• Exercise prompt: An identical transcription of the records is required.

BEGIN Task inputs

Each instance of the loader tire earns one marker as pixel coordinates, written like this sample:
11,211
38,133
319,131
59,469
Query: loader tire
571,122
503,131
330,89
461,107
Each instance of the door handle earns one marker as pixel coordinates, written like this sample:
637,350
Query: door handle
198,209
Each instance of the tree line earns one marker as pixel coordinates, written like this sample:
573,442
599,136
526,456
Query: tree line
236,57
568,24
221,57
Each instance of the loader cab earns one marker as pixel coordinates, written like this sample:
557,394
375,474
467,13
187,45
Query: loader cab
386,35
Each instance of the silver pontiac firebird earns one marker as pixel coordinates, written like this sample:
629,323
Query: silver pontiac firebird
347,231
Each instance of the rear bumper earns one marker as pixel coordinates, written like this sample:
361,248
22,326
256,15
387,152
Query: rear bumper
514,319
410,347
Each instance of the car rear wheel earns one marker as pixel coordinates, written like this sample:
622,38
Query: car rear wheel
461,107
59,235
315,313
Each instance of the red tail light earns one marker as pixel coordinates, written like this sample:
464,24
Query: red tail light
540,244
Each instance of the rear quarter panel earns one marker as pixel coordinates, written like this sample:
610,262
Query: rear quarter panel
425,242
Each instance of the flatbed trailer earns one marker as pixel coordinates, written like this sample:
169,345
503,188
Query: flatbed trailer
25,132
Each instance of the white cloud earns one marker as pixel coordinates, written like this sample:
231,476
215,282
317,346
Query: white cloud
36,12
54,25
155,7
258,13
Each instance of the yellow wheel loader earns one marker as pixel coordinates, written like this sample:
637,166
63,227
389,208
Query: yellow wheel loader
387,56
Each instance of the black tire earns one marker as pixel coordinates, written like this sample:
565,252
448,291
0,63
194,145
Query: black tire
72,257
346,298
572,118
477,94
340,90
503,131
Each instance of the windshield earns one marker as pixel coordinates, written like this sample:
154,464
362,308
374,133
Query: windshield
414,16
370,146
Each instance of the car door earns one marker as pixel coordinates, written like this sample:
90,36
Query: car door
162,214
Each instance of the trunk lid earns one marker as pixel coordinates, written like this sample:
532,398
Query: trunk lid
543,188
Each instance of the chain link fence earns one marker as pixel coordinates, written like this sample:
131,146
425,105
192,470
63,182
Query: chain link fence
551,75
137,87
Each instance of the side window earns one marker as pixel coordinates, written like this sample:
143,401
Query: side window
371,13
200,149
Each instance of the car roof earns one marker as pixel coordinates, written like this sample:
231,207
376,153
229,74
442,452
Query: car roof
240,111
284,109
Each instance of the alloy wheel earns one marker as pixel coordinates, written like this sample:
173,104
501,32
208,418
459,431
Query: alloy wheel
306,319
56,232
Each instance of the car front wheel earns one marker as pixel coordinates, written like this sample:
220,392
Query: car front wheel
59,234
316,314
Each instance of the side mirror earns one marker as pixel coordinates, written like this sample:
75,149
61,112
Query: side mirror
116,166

END Task inputs

• Solution to the exercise:
Each instance of the loader tire earns one marker as pixel coordinates, written like this sample:
11,211
38,133
319,131
59,469
Query: loader tire
571,122
503,131
330,89
461,107
Each instance of the door handle earns one marker as pixel coordinates, written like this sample:
637,350
Query: door handle
198,209
Each instance of the tree line earns one marker as pixel coordinates, written like this sample:
573,442
599,136
526,456
Query: tree line
236,57
568,24
221,57
Each instance of the loader cab earns one marker as pixel coordinates, written like this sample:
557,394
375,474
467,13
187,45
Query: loader cab
386,35
Each instance of the silver pontiac firebird earns one marker as pixel coordinates, written like this sample:
629,323
Query: silver pontiac firebird
347,231
Each instance of the rear bumper earns one marker as pixel coordinates, written like this sample:
361,248
22,326
256,15
387,152
Query: rear bumper
514,319
410,347
Each instance of the car rear wheel earns one marker as pixel coordinates, written like this sample:
622,38
Query: car rear wheel
461,107
59,235
315,313
Each instance of the red tail light earns one marker as pixel coordinates, written like this sample:
464,24
Query: red tail light
540,244
Each instance of the rear quarter panel earns one marker as pixel coordinates, written like this sample:
610,262
Query: rear quarter panel
425,242
Each instance of the flatbed trailer earns one marker as pixel coordinates, written like this sample:
169,345
503,188
Query: flatbed trailer
25,132
Each instance of the white cloud earns one marker as pixel coordinates, written like this sample:
231,476
215,282
317,346
Query: white cloud
36,12
54,25
155,7
258,13
Each instance of the yellow wheel loader earns one marker as pixel coordinates, written like this sample:
637,166
63,227
389,208
Query: yellow wheel loader
387,56
Each instance of the black tire earns one marker as pixel coordinates, written like this sample:
565,252
448,291
0,63
194,145
Query: black tire
72,257
346,298
572,118
477,94
340,90
503,131
Each instance of the windshield earns one marker as pixel coordinates, written like this sample:
154,464
362,308
374,133
Query: windshield
414,16
370,146
Each instance of the car door earns one marker as pixel coordinates, written like this sample:
90,36
Query: car door
162,214
Each instance of the trunk lid earns one marker as pixel coordinates, written like this sample:
532,398
Query: trunk lid
543,188
Each instance of the chain link fence earns one marker as pixel coordinates, written like this sample:
131,146
425,105
192,470
63,182
Query: chain link fence
551,75
137,87
Each instance of the side window earns one marker as pixel coordinates, written like this sample:
143,401
Query: side window
371,13
200,149
Each instance of the car roof earns one marker as pixel coordinates, written like this sample:
231,207
376,153
229,74
442,452
Query: car roof
240,111
284,109
Each instance of the alloy wheel earns one marker as pixel coordinates, written like this sample:
173,104
501,32
208,418
459,431
Query: alloy wheel
306,319
56,232
Each instance of the car front wheel earns one marker as pixel coordinates, written like this sample:
220,392
Query: car front wheel
59,234
316,314
Each instance of the side mirror earns one marker as pixel coordinates, written like this sample:
75,149
61,112
Query: side mirror
116,166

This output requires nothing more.